WHAT IS NEEDED
Copy the listing below verbatim from start to finish, omitting the pictures.

DATASET ROWS
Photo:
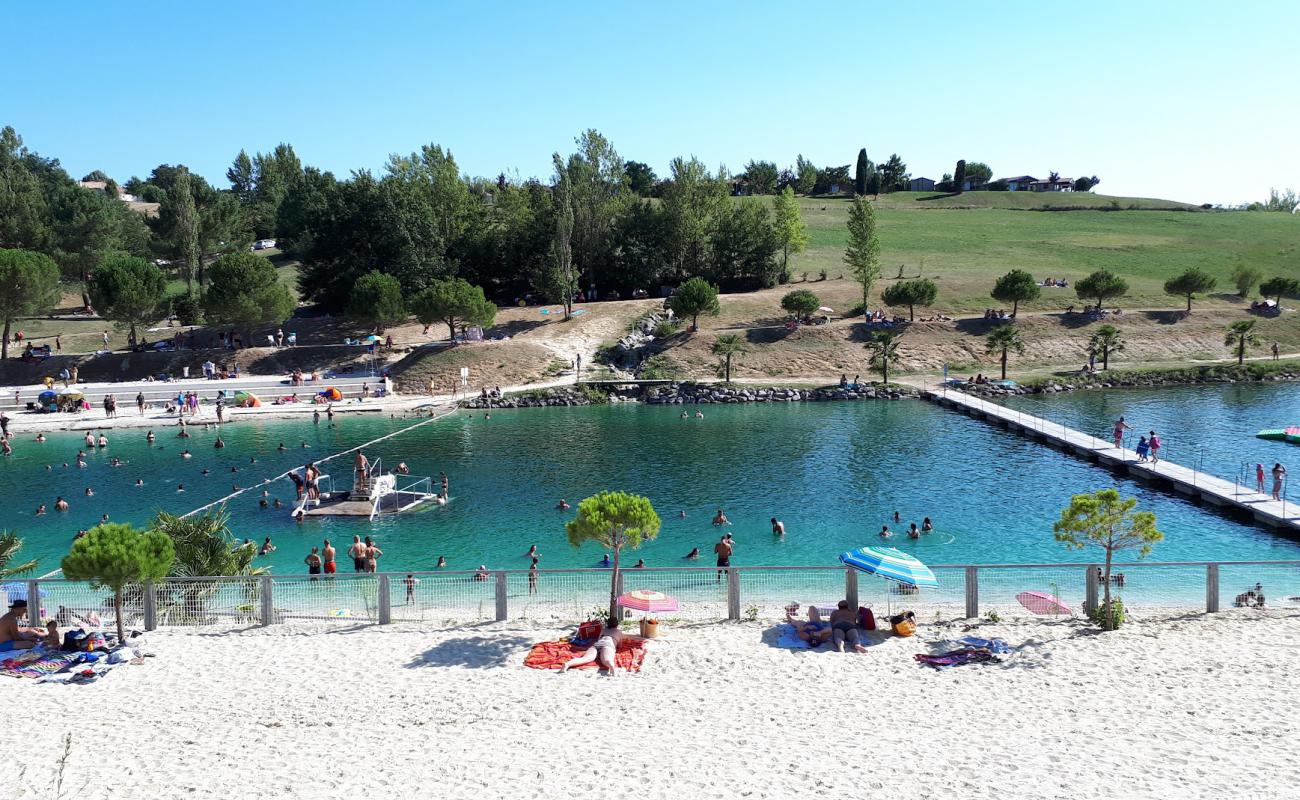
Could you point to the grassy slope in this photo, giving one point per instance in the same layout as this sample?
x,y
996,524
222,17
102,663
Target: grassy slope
x,y
963,250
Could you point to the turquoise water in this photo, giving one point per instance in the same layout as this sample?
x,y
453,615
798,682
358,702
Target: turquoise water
x,y
833,472
1209,428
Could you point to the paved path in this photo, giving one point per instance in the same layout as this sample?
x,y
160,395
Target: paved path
x,y
1216,491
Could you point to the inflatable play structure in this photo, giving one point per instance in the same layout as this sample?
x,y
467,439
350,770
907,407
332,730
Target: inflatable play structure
x,y
1282,435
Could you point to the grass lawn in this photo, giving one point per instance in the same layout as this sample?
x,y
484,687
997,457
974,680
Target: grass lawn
x,y
965,250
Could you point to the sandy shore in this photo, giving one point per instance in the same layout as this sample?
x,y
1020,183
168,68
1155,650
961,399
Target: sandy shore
x,y
1182,706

EXPECTED OUTPUT
Photo:
Could you point to the grassy slope in this photo, giving one point per instance in the same layout as this sample?
x,y
996,524
222,17
102,663
Target: grassy slope
x,y
963,250
Could you point to the turquoise water in this photo, giving one point per instance in the same layout as this sample?
x,y
453,615
798,682
358,702
Target: turquoise water
x,y
833,472
1209,428
Could you point to the paved path in this photo, giving one point per instance in the same layout as this sample?
x,y
160,395
Target: paved path
x,y
1216,491
Could you point to the inflatable play structure in this photo, giving one point per instance in the same layout as this sample?
x,y
467,439
350,770
907,407
332,730
Target: inflatable play structure
x,y
1282,435
Could you point to the grass lawn in this photo, giving one point per instance in the same layout as this sample?
x,y
484,687
997,457
974,680
Target: grass lawn
x,y
965,250
Could you point to the sandy shore in this photo, giving one point per instance in the same layout as this sample?
x,y
1020,183
168,68
1155,650
961,399
Target: sandy shore
x,y
1182,706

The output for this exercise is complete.